YOUR TASK » An exact copy of all the records is the expected answer.

(Dataset entries)
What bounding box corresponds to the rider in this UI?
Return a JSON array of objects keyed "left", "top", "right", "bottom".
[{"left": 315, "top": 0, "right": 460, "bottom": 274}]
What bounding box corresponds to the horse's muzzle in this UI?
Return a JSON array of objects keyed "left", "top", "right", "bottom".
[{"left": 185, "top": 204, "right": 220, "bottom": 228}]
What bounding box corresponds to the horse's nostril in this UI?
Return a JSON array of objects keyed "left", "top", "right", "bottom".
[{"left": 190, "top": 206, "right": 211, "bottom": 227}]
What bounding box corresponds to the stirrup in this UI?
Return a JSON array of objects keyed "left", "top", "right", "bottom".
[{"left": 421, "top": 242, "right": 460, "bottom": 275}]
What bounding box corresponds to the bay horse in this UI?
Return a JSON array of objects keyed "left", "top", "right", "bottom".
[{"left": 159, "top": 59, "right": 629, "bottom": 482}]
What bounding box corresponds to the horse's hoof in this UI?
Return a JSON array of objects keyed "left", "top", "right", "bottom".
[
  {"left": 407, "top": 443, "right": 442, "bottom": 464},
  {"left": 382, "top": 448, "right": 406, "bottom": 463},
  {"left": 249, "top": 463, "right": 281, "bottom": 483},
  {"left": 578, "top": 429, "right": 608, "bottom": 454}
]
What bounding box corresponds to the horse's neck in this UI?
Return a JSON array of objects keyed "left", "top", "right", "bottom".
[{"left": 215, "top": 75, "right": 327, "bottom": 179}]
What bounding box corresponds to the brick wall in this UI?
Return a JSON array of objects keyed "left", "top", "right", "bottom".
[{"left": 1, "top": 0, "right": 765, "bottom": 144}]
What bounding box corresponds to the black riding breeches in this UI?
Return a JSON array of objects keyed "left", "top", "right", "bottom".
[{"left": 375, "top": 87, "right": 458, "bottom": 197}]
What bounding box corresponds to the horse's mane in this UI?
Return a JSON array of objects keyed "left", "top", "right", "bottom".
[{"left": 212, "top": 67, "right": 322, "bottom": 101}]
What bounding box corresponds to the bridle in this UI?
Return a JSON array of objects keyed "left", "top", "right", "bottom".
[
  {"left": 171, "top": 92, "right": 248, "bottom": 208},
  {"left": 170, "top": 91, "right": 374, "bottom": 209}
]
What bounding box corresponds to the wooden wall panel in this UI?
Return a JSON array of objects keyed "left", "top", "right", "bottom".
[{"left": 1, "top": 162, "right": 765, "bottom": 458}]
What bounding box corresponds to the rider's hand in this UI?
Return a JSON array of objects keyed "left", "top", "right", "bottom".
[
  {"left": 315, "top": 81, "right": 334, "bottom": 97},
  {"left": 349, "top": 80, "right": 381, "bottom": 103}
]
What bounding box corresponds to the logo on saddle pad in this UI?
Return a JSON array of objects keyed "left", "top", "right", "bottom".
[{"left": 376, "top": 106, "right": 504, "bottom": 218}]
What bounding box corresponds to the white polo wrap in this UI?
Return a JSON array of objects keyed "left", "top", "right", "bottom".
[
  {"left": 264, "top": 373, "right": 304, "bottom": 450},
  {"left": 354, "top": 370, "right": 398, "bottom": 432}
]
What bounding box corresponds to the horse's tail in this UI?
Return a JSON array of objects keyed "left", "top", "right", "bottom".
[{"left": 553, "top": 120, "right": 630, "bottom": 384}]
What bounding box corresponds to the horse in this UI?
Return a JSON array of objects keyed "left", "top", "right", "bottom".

TASK OUTPUT »
What bounding box corresponds to the rider in this UI?
Return a JSON array of objects keyed "left", "top", "right", "bottom".
[{"left": 315, "top": 0, "right": 460, "bottom": 274}]
What bounding box corresponds to the horse's muzzle in this UI?
Return a JSON array of objects keyed "left", "top", "right", "bottom".
[{"left": 185, "top": 204, "right": 220, "bottom": 228}]
What bounding box corresponds to the horse's nostril in this UI?
Return a JSON array of objects keyed "left", "top", "right", "bottom".
[{"left": 190, "top": 206, "right": 211, "bottom": 227}]
What bounding box corresponds to the stirrup in this UI?
Return a JSON array of objects keyed "left", "top", "right", "bottom".
[{"left": 421, "top": 242, "right": 460, "bottom": 275}]
What bounding box corresponds to the bay horse in this UI?
Return a JSON array of objects keyed "left", "top", "right", "bottom".
[{"left": 159, "top": 59, "right": 629, "bottom": 482}]
What bounding box corresponds to the horse's hoof in this UI?
Return a JSON array of objects keyed "left", "top", "right", "bottom".
[
  {"left": 407, "top": 443, "right": 442, "bottom": 464},
  {"left": 382, "top": 448, "right": 406, "bottom": 463},
  {"left": 249, "top": 463, "right": 281, "bottom": 483},
  {"left": 578, "top": 429, "right": 608, "bottom": 454}
]
What bounding box corresponds to the horse's neck in this UI?
Return a JSON array of objects keyed "left", "top", "right", "bottom".
[{"left": 215, "top": 75, "right": 327, "bottom": 179}]
What bounding box corresponds to the brick wall in this UI?
Return a JSON array of objects keyed "left", "top", "right", "bottom".
[{"left": 1, "top": 0, "right": 765, "bottom": 144}]
What bounding box corresponds to the black riding breeches in this UI?
Return a JSON array of objects keyed "left", "top", "right", "bottom".
[{"left": 375, "top": 87, "right": 458, "bottom": 197}]
What bounding box corresponds to the horse's mane in this UI?
Return a JSON array of objects keyed "left", "top", "right", "bottom".
[{"left": 212, "top": 67, "right": 322, "bottom": 101}]
What bounding box corresponds to the bridle in this UI?
Return a JSON array of objects keyed "left", "top", "right", "bottom".
[
  {"left": 171, "top": 92, "right": 248, "bottom": 208},
  {"left": 170, "top": 91, "right": 374, "bottom": 209}
]
What bounding box corresponds to the wooden wall panel in this UI?
Return a JSON array of objects keyed "left", "top", "right", "bottom".
[{"left": 1, "top": 162, "right": 765, "bottom": 458}]
What bounding box corresponds to the rider's hand in this UI?
Return a JSON array of objects keyed "left", "top", "right", "bottom".
[
  {"left": 315, "top": 81, "right": 334, "bottom": 97},
  {"left": 349, "top": 80, "right": 381, "bottom": 103}
]
What bounding box corresponds to the logo on saddle pad in this UI?
Return a JSON array of objects keyed "left", "top", "right", "bottom".
[{"left": 376, "top": 106, "right": 504, "bottom": 218}]
What bounding box corresponds to the white polo wrap in this UI?
Return a JSON array of objects keyed "left", "top", "right", "bottom".
[
  {"left": 264, "top": 373, "right": 304, "bottom": 450},
  {"left": 354, "top": 370, "right": 398, "bottom": 432}
]
What bounding box corresponds to the horse's tail in this UI?
Return a JSON array of objects keyed "left", "top", "right", "bottom".
[{"left": 553, "top": 120, "right": 630, "bottom": 384}]
What bounding box corresponds to the horse in this UI?
Return a JSON array of objects keyed "left", "top", "right", "bottom".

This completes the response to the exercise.